-- START Data rows --

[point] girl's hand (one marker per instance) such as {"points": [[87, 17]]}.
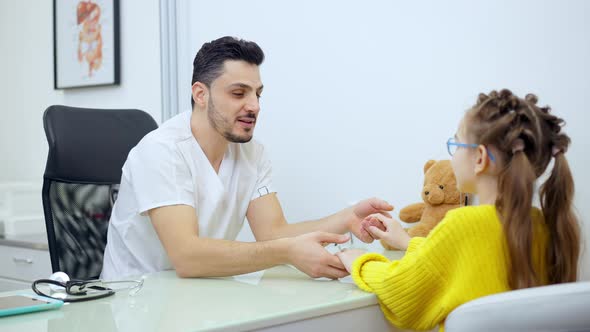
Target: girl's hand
{"points": [[347, 257], [394, 234]]}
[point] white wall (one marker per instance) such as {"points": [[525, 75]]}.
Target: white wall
{"points": [[359, 95], [26, 83]]}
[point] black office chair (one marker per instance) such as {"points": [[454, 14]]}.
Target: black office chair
{"points": [[87, 149]]}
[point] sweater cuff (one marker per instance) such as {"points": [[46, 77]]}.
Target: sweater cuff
{"points": [[415, 243], [368, 269]]}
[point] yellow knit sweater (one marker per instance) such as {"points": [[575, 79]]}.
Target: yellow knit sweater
{"points": [[463, 258]]}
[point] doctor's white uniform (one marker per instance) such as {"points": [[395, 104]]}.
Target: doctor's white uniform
{"points": [[168, 167]]}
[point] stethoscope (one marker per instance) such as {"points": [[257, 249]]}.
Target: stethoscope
{"points": [[81, 290]]}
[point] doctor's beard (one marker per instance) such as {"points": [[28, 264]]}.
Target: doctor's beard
{"points": [[224, 126]]}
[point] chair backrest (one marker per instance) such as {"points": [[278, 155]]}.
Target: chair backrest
{"points": [[87, 150]]}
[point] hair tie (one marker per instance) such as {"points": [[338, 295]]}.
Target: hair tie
{"points": [[518, 145]]}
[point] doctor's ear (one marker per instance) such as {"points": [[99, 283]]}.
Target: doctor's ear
{"points": [[200, 94]]}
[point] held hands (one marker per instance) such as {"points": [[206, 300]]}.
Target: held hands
{"points": [[347, 257], [363, 210], [307, 253], [393, 234]]}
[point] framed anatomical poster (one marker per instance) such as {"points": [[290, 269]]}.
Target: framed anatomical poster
{"points": [[85, 43]]}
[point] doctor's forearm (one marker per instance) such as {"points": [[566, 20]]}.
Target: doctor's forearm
{"points": [[217, 258], [335, 223]]}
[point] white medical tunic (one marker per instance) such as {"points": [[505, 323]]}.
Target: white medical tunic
{"points": [[168, 167]]}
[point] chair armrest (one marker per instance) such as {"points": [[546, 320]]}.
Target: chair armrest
{"points": [[563, 307]]}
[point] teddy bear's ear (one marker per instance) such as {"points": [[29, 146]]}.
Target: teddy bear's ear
{"points": [[428, 165]]}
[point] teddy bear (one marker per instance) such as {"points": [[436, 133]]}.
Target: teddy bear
{"points": [[439, 195]]}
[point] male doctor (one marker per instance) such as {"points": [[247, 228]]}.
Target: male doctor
{"points": [[187, 187]]}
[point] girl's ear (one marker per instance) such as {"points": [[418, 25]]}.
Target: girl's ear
{"points": [[200, 94], [482, 160]]}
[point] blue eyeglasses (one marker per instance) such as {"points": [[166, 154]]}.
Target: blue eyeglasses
{"points": [[452, 147]]}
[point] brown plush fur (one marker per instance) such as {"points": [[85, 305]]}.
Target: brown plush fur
{"points": [[436, 201]]}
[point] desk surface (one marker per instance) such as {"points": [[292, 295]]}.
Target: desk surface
{"points": [[167, 303]]}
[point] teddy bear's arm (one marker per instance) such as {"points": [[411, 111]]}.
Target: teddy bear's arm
{"points": [[412, 212]]}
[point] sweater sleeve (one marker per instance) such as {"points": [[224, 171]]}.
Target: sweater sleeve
{"points": [[413, 291], [415, 243]]}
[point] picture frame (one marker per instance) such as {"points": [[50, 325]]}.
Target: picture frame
{"points": [[85, 43]]}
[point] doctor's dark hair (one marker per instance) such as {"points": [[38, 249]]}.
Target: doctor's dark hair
{"points": [[208, 63], [528, 137]]}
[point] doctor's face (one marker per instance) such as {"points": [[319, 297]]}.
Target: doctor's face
{"points": [[234, 101]]}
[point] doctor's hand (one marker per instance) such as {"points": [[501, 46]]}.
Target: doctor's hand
{"points": [[394, 234], [348, 256], [307, 253], [364, 209]]}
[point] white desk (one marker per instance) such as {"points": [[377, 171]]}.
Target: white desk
{"points": [[277, 299]]}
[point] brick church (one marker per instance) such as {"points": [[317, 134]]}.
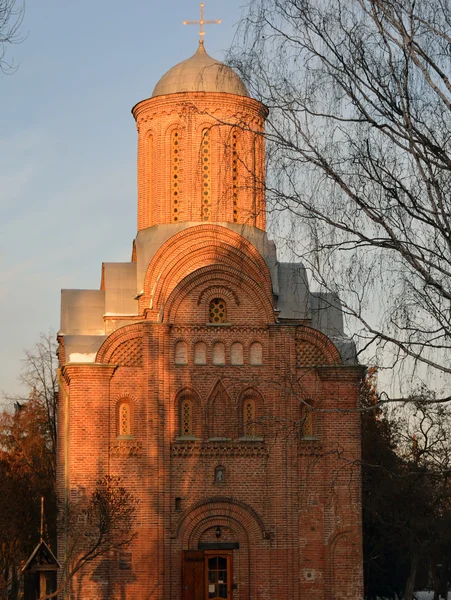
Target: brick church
{"points": [[210, 378]]}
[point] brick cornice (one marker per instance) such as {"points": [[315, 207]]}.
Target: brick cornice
{"points": [[79, 370]]}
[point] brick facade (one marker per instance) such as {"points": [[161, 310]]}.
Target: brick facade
{"points": [[215, 450]]}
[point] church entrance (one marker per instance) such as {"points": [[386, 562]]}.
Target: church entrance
{"points": [[207, 575], [218, 575]]}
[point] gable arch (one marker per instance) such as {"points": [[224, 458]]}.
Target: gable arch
{"points": [[197, 247], [216, 506], [129, 338], [221, 277]]}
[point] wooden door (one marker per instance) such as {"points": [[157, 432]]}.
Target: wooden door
{"points": [[218, 575], [193, 575]]}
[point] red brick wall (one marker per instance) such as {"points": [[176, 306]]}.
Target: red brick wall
{"points": [[293, 505]]}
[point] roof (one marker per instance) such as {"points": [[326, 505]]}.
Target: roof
{"points": [[41, 559], [200, 73]]}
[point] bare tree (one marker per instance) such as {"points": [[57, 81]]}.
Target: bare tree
{"points": [[359, 147], [11, 16], [95, 526], [38, 374]]}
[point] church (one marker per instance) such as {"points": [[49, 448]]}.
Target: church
{"points": [[210, 378]]}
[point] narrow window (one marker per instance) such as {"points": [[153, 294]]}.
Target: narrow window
{"points": [[219, 475], [186, 417], [306, 421], [256, 354], [218, 311], [175, 175], [181, 353], [236, 354], [235, 172], [149, 180], [200, 353], [219, 354], [124, 419], [206, 175], [249, 417]]}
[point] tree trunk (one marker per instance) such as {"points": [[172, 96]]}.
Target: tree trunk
{"points": [[410, 583]]}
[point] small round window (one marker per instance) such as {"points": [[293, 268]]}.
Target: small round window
{"points": [[217, 311]]}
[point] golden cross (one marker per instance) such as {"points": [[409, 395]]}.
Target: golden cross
{"points": [[202, 22]]}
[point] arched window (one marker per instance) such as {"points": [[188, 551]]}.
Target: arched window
{"points": [[200, 353], [218, 311], [306, 421], [175, 175], [236, 354], [219, 354], [206, 175], [249, 417], [256, 354], [235, 174], [181, 353], [124, 419], [220, 474], [186, 417]]}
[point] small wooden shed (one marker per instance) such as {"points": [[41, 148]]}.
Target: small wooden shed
{"points": [[44, 566]]}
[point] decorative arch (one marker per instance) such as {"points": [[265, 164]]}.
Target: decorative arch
{"points": [[187, 525], [180, 352], [313, 348], [249, 421], [256, 353], [125, 341], [219, 412], [197, 247], [236, 353], [214, 291], [117, 414], [187, 423], [228, 277], [200, 352]]}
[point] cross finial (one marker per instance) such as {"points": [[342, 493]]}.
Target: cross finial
{"points": [[202, 22]]}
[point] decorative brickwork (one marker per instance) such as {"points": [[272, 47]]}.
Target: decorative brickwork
{"points": [[196, 398], [128, 354]]}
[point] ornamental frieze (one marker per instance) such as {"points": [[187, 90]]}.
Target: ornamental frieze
{"points": [[212, 449]]}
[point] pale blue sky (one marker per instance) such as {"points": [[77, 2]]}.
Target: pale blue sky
{"points": [[68, 146]]}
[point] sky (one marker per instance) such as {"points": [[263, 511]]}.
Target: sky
{"points": [[68, 146]]}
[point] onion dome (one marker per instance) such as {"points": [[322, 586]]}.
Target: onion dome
{"points": [[200, 73]]}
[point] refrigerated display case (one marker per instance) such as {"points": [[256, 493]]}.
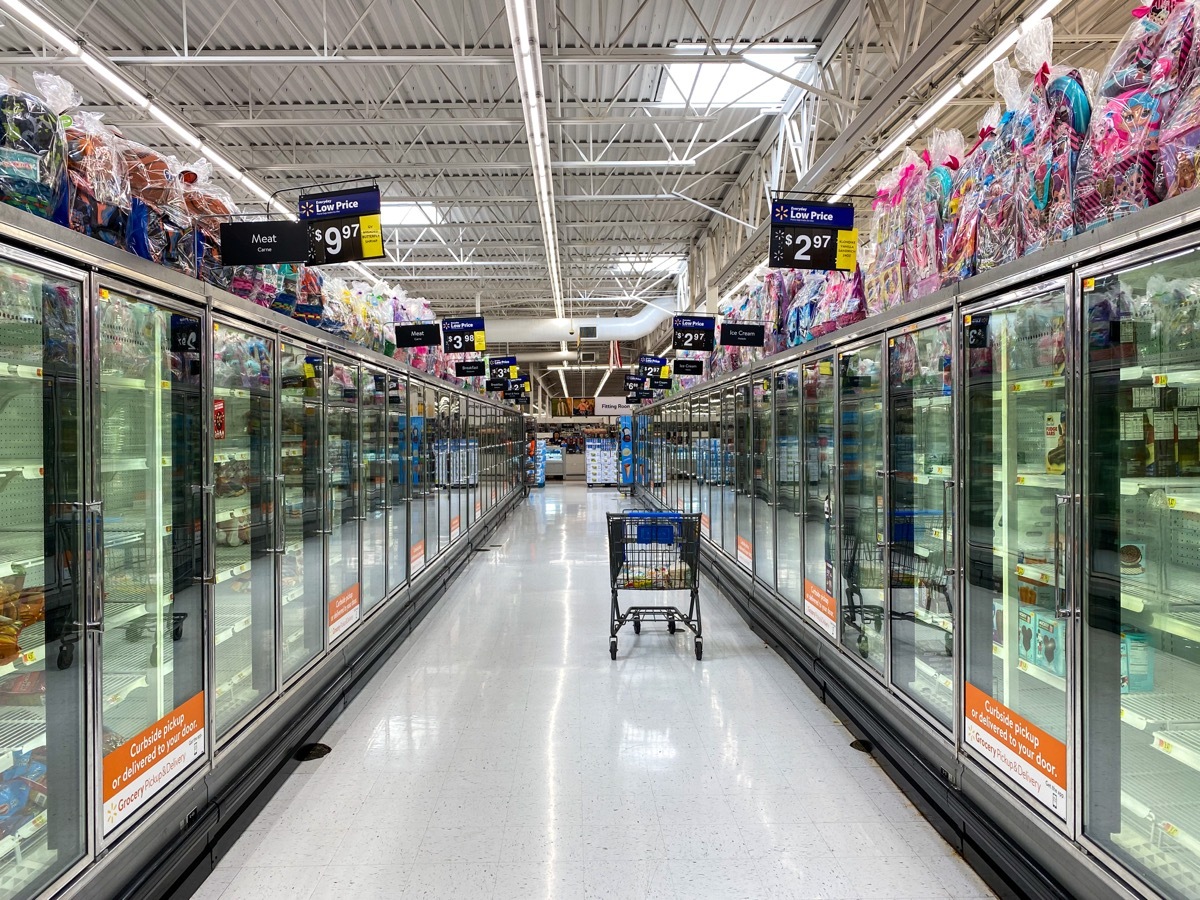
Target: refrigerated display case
{"points": [[1017, 475], [1141, 569], [862, 485], [151, 475], [921, 558], [189, 483], [999, 498], [244, 503], [42, 534], [375, 484], [303, 562]]}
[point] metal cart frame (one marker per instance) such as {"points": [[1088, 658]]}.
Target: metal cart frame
{"points": [[654, 551]]}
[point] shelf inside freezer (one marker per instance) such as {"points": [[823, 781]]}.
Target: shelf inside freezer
{"points": [[15, 370], [233, 573], [119, 687], [1156, 711]]}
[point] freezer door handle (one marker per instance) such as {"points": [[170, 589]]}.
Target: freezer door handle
{"points": [[1061, 610]]}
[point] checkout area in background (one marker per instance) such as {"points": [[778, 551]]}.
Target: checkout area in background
{"points": [[580, 449]]}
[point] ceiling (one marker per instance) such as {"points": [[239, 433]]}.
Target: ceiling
{"points": [[425, 99]]}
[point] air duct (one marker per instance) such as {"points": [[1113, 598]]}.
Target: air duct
{"points": [[504, 330]]}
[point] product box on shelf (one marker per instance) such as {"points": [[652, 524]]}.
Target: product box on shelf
{"points": [[1056, 443], [1026, 633], [1050, 651], [1137, 661]]}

-- END Data rows --

* _What the task requires_
With the pictures left out, write out exactly the lines from the line containing "[point] sky (one" through the final line.

* _Exercise output_
[point] sky (one marker per instance) such as {"points": [[263, 511]]}.
Target: sky
{"points": [[68, 146]]}
[point] onion dome (one marker per instance) such as {"points": [[322, 586]]}.
Target: onion dome
{"points": [[200, 73]]}
[point] refrigerated display case (one marker per instance) such as {"points": [[256, 493]]}.
Target: refrigerated display case
{"points": [[1017, 475], [1141, 569], [862, 485], [151, 475], [921, 558], [189, 483], [999, 498], [244, 503], [42, 534], [375, 484], [303, 562]]}
[point] metal cart frame (one marker per instance) such as {"points": [[1088, 658]]}.
Target: metal cart frame
{"points": [[654, 551]]}
[point] shelf inside freezer (one marker per instance) such as {"points": [[823, 781]]}.
Target: shelf inside freezer
{"points": [[15, 370], [233, 573], [119, 687], [1156, 711]]}
[point] freezer door handle (one marker per instance) such as {"points": [[170, 589]]}.
Target: freezer door handle
{"points": [[1061, 610]]}
[point] checkout area in background (one marker per instance) such as {"points": [[778, 551]]}.
Target: checkout area in background
{"points": [[580, 449]]}
[point] ceiling (one marker per instance) such as {"points": [[239, 433]]}.
Target: ceiling
{"points": [[425, 99]]}
[point] air duct (one marker per instance) such as {"points": [[1113, 598]]}.
Target: air duct
{"points": [[504, 330]]}
[point] product box on shelf (one marker per instance) such as {"points": [[652, 524]]}.
Target: product box on shelf
{"points": [[1056, 443], [1026, 633], [1050, 651], [1137, 661]]}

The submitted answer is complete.